To be done: List each line from the rows below that contains the word "ceiling", copying every such line in full.

* START Information given *

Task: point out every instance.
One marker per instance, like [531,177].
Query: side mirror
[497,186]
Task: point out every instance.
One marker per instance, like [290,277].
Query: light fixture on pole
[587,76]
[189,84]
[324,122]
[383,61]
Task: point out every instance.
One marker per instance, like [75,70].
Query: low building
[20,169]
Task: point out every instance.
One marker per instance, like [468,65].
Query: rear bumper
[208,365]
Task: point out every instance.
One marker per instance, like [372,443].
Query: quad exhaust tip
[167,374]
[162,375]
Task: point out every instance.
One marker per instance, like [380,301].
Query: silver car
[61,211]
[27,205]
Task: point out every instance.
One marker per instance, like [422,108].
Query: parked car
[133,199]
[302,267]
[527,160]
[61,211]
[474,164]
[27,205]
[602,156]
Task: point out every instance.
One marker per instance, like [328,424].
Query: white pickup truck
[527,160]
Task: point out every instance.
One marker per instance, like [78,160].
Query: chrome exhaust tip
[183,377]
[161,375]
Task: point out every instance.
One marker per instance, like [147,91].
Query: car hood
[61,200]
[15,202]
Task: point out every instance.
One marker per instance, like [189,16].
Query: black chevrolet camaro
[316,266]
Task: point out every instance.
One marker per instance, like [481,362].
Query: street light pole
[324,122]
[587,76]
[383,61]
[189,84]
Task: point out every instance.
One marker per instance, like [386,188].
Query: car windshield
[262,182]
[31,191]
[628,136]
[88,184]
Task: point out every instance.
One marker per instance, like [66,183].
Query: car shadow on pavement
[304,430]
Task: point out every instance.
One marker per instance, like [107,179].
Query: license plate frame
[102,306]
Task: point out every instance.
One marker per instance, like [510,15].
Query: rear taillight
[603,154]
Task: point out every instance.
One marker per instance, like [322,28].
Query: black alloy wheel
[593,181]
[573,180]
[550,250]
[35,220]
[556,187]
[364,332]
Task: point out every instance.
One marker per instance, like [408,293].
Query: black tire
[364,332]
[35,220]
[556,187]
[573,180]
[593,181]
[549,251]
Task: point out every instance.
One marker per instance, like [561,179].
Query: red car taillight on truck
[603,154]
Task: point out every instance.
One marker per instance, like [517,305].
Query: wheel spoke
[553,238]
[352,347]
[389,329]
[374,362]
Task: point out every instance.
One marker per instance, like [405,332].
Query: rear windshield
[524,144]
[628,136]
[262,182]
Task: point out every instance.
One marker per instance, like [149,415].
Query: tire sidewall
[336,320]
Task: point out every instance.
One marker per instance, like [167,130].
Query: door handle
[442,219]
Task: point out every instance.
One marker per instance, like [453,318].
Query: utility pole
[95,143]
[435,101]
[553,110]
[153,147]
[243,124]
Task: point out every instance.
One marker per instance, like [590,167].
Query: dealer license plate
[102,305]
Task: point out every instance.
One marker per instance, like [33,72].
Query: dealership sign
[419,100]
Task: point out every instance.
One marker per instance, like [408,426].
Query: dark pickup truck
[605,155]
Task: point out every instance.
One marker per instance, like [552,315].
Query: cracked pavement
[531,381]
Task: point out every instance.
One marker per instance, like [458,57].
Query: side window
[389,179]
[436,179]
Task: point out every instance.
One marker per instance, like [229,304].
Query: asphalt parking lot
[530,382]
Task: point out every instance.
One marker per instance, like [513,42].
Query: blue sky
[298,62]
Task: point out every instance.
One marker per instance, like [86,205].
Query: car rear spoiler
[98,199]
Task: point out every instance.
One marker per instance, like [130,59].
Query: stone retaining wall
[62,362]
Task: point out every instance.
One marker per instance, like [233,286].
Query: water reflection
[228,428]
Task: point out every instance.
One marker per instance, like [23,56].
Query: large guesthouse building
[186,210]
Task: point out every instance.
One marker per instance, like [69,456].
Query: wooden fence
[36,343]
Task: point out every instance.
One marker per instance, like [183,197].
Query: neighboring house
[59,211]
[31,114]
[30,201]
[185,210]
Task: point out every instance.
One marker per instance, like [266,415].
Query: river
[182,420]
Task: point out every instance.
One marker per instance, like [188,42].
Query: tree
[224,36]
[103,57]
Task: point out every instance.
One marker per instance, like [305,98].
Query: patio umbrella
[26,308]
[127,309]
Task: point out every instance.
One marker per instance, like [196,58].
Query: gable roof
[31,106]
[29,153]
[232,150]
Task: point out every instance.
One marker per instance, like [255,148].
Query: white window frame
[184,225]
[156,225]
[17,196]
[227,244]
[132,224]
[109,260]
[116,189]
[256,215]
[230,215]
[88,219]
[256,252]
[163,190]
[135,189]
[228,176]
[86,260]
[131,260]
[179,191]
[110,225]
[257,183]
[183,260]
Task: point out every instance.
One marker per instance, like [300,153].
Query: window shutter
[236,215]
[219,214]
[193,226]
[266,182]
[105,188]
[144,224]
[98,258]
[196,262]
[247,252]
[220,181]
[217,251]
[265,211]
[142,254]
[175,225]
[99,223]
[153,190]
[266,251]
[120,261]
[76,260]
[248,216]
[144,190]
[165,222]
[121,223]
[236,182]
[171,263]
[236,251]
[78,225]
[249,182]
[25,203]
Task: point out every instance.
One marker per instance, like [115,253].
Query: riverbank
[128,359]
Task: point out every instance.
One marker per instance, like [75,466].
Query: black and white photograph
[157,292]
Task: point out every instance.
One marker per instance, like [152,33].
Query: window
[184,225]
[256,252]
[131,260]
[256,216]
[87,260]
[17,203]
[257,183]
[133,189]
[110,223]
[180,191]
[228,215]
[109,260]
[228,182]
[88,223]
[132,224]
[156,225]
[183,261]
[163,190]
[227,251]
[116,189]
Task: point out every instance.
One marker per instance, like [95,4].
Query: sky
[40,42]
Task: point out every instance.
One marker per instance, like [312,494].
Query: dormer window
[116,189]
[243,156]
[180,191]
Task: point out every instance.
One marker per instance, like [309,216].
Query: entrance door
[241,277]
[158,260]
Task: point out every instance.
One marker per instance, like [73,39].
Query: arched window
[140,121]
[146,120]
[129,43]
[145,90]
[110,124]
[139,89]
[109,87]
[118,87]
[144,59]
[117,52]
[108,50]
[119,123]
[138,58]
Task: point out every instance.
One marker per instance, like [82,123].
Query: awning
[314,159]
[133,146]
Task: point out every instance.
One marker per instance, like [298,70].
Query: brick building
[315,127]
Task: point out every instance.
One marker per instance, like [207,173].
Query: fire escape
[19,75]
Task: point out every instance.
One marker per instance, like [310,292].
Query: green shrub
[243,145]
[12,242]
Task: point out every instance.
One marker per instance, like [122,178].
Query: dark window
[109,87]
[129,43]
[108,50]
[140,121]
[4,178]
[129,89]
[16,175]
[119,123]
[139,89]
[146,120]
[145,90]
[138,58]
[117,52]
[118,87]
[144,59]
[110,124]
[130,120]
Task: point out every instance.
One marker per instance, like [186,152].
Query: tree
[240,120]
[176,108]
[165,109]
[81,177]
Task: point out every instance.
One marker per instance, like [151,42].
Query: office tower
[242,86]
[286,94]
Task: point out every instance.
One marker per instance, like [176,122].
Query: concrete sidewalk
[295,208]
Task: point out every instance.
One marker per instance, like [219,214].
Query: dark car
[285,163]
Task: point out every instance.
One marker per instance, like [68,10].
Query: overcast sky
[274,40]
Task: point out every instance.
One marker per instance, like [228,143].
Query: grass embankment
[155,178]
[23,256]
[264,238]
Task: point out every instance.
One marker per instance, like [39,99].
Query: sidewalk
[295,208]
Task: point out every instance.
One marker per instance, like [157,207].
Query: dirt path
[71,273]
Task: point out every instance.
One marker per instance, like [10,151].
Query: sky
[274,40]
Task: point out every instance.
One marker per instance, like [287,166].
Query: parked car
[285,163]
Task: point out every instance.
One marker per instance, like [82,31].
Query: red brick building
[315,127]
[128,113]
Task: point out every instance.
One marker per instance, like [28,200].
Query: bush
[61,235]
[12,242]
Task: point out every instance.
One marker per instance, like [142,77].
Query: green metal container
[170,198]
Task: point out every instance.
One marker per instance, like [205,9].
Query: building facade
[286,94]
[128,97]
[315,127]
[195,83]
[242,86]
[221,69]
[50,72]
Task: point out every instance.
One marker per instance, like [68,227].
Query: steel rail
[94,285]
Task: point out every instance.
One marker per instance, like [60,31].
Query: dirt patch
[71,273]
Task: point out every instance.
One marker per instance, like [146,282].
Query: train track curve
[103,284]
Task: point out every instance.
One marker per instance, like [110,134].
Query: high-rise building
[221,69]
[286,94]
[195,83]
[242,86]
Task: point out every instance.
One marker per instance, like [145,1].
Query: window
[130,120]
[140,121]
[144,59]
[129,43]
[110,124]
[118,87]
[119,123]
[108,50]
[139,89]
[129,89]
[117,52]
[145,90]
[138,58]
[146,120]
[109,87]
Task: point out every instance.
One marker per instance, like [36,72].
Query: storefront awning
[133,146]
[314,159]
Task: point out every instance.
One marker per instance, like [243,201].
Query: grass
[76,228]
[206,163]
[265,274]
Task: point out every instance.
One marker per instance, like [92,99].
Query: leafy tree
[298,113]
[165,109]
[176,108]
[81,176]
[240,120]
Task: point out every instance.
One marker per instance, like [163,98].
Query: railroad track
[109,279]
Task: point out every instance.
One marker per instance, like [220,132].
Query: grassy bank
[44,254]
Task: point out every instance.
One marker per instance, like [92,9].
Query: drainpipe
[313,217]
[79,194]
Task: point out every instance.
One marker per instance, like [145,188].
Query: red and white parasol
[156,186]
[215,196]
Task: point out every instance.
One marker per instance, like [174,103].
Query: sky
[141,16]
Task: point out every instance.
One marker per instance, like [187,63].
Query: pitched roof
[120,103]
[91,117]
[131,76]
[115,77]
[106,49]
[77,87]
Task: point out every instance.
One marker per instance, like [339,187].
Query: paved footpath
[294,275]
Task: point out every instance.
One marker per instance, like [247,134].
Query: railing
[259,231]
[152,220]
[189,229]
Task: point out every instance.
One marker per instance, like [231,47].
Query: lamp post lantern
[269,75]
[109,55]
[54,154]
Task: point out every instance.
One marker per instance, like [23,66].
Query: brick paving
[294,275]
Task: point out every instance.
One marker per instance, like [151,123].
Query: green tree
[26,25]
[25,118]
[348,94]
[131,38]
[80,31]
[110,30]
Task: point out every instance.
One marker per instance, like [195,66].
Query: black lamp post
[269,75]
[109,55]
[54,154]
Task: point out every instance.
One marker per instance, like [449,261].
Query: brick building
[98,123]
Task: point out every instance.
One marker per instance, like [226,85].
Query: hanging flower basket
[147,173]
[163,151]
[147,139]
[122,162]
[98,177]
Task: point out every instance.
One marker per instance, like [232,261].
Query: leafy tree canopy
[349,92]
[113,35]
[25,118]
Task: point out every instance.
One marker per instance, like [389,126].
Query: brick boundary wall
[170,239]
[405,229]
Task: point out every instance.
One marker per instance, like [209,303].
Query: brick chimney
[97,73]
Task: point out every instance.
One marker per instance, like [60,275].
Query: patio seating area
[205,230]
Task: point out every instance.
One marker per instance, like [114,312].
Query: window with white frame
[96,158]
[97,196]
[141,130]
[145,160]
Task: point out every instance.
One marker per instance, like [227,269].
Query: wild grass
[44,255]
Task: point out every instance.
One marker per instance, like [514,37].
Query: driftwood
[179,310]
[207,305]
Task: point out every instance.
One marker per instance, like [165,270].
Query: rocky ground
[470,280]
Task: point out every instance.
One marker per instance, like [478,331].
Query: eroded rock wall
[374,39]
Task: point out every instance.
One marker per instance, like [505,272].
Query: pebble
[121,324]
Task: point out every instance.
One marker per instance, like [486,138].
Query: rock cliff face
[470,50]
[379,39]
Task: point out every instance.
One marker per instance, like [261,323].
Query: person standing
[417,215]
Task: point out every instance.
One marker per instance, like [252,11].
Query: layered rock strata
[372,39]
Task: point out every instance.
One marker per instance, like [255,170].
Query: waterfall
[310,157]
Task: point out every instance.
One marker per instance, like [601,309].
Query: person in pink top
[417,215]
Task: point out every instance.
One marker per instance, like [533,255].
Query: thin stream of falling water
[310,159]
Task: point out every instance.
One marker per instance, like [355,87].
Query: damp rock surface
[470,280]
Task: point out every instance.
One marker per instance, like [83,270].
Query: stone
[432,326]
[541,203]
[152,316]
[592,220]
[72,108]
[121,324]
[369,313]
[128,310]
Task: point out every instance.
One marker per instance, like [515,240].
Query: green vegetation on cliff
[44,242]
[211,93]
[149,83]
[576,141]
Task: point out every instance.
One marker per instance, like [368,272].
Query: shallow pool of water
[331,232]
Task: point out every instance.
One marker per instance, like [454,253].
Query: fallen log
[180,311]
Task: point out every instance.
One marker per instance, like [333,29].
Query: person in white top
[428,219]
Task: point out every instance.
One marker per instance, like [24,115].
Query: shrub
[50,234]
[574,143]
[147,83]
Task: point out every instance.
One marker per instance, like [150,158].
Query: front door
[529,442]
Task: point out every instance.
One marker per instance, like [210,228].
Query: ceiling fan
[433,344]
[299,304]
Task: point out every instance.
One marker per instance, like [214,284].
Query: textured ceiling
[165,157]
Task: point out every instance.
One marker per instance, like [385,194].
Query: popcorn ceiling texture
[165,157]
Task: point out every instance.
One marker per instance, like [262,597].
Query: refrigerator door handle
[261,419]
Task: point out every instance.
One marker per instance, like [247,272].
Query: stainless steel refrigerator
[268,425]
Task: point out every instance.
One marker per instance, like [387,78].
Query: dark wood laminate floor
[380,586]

* END Information given *

Reply to the task:
Query: ceiling fan
Query: textured ceiling
Query: popcorn ceiling texture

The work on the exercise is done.